## Task prompt
Copy out the records so that each line matches the original.

## Data extracts
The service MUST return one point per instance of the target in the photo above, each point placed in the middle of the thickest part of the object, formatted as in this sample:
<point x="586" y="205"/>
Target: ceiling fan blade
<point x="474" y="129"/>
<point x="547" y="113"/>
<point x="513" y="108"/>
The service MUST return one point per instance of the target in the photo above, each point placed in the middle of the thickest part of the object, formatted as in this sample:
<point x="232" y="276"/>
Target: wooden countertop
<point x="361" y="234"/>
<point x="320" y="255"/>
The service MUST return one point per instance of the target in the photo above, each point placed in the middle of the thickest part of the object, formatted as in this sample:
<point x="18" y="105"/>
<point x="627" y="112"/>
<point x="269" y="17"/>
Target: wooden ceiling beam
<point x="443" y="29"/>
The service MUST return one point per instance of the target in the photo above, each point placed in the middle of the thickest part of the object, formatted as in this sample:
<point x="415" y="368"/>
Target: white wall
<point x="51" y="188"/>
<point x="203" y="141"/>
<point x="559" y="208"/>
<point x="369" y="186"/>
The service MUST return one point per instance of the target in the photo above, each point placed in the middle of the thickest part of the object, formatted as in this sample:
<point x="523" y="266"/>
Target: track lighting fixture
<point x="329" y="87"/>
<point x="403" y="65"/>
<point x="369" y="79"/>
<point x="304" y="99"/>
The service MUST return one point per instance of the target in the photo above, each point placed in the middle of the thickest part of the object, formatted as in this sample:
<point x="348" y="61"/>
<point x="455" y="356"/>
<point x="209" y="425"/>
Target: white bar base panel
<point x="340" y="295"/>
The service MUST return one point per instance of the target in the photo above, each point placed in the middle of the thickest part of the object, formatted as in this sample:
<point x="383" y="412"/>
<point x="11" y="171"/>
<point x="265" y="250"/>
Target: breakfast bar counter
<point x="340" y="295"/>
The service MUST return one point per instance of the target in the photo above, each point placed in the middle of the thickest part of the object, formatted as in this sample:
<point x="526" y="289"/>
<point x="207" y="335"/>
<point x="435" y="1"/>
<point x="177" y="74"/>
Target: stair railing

## Exercise solution
The service MUST return one point per instance of the target in the photo above, each point placed in the middle of the thickest part of the object, formatted as in this sample:
<point x="586" y="205"/>
Target: ceiling fan blade
<point x="474" y="129"/>
<point x="547" y="113"/>
<point x="513" y="108"/>
The service MUST return one point per instance of the target in the photo above, each point placed in the middle of the thickest part of the object, formatted as in this sample:
<point x="232" y="276"/>
Target: wooden countertop
<point x="361" y="234"/>
<point x="320" y="255"/>
The service MUST return one point per instance of the target in the photo above, each point placed in the middle of the thickest part of the object, formatted as in this sample:
<point x="18" y="105"/>
<point x="627" y="112"/>
<point x="269" y="17"/>
Target: wooden ceiling beam
<point x="443" y="29"/>
The service MUST return one point per instance of the target in the photo above, each point placed in the middle of the thickest part of the object, formatted as in this sample:
<point x="415" y="368"/>
Target: white wall
<point x="51" y="188"/>
<point x="203" y="141"/>
<point x="559" y="208"/>
<point x="369" y="186"/>
The service MUST return one point per instance of the target in the photo above, each point placed in the middle of the thickest part of the object, formatted as in this sample:
<point x="523" y="266"/>
Target: track lighting fixture
<point x="329" y="87"/>
<point x="403" y="65"/>
<point x="369" y="79"/>
<point x="304" y="99"/>
The service MUST return one point per instance of the target in the photo above, each point placed in the middle of the thickest part of the object, formatted as in this sample:
<point x="348" y="61"/>
<point x="455" y="356"/>
<point x="209" y="425"/>
Target: white bar base panel
<point x="340" y="295"/>
The service MUST return one point per instance of the target in the photo above, each point placed in the middle of the thickest part of the object, formatted as in this sample:
<point x="383" y="412"/>
<point x="11" y="171"/>
<point x="265" y="250"/>
Target: breakfast bar counter
<point x="340" y="295"/>
The service MUST return one point per instance of the target in the photo above, each point placed in the middle of the thickest part of the object, formatted as in this sample:
<point x="526" y="289"/>
<point x="207" y="335"/>
<point x="435" y="1"/>
<point x="177" y="74"/>
Target: stair railing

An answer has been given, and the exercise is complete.